Problems and tasks
a) Set down the part of the passage on baryon masses that opens with the words containing "One has to notice" and closes with "for \(t=-0.5\) GeV\(^2\)", word for word.
b) Take the passage on baryon masses and model results further, beginning after its last sentence.

Given text

====

One has to notice that the normalization factors \(N^2\) will depend on \(\nu \) while the harmonic oscillator parameters \(\alpha ^\pm \) will not. In fact the baryon masses (fixed by the explicit form of the confining potential) will get their minimum values for the same \(\alpha ^\pm \), as it has been checked numerically. The generalization is straightforward. In the appendix are the numerical details.

Fig. 3
figure 3

Upper panel The results for \(H_V^u(x,\xi =0,t=-0.2\,\mathrm{GeV}^2)\) predicted by the improved-IR model (continuous line) are compared with the same results for the corresponding SW model (dotted) and the LF model calculation of Ref. [58] (dashed). Only twist-3 contributions are included (cf. Sect. 3.1) and therefore the analysis is restricted to the valence sector. Lower panel As in the upper panel for \(t=-0.5\) GeV\(^2\)

====

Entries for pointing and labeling
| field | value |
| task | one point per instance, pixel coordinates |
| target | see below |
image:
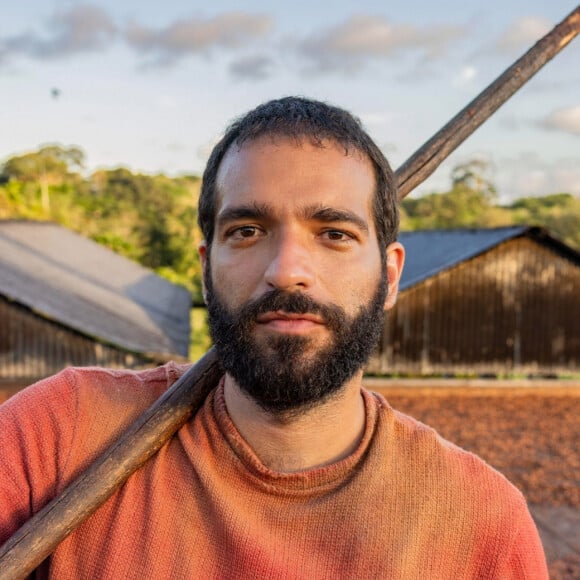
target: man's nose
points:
(291, 264)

====

Task responses
a)
One has to notice that the normalization factors \(N^2\) will depend on \(\nu \) while the harmonic oscillator parameters \(\alpha ^\pm \) will not. In fact the baryon masses (fixed by the explicit form of the confining potential) will get their minimum values for the same \(\alpha ^\pm \), as it has been checked numerically. The generalization is straightforward. In the appendix are the numerical details.

Fig. 3
figure 3

Upper panel The results for \(H_V^u(x,\xi =0,t=-0.2\,\mathrm{GeV}^2)\) predicted by the improved-IR model (continuous line) are compared with the same results for the corresponding SW model (dotted) and the LF model calculation of Ref. [58] (dashed). Only twist-3 contributions are included (cf. Sect. 3.1) and therefore the analysis is restricted to the valence sector. Lower panel As in the upper panel for \(t=-0.5\) GeV\(^2\)

b)
Fig. 4
figure 4

Upper panel The results for \(H_V^u(x,\xi =0,t=-0.2\,\mathrm{GeV}^2)\) predicted by the improved-IR model and twist-3 contribution only (continuous line, the same results of Fig. 3) are compared with the results obtained including higher Fock states (dot-dashed), namely \(\nu =4,5\) (cf. Sect. 3.2). Lower panel As in the upper panel for \(t=-0.5\) GeV\(^2\)

Fig. 5
figure 5

Upper panel The results for \(H^d(x,\xi =0,t=-0.2\,\mathrm{GeV}^2)\) predicted by the improved-IR model and twist-3 contribution only (continuous line) are compared with the results obtained including higher Fock states (dot-dashed), namely \(\nu =3,4,5\) (cf. Sect. 3.2). The predictions of the corresponding SW model are also shown (dotted). Lower panel As in the upper panel for \(t=-0.5\) GeV\(^2\)

4 GPDs and confining potentials: results and comments

4.1 \(H^u(x,\xi =0,t)\) and \(H^d(x,\xi =0,t)\)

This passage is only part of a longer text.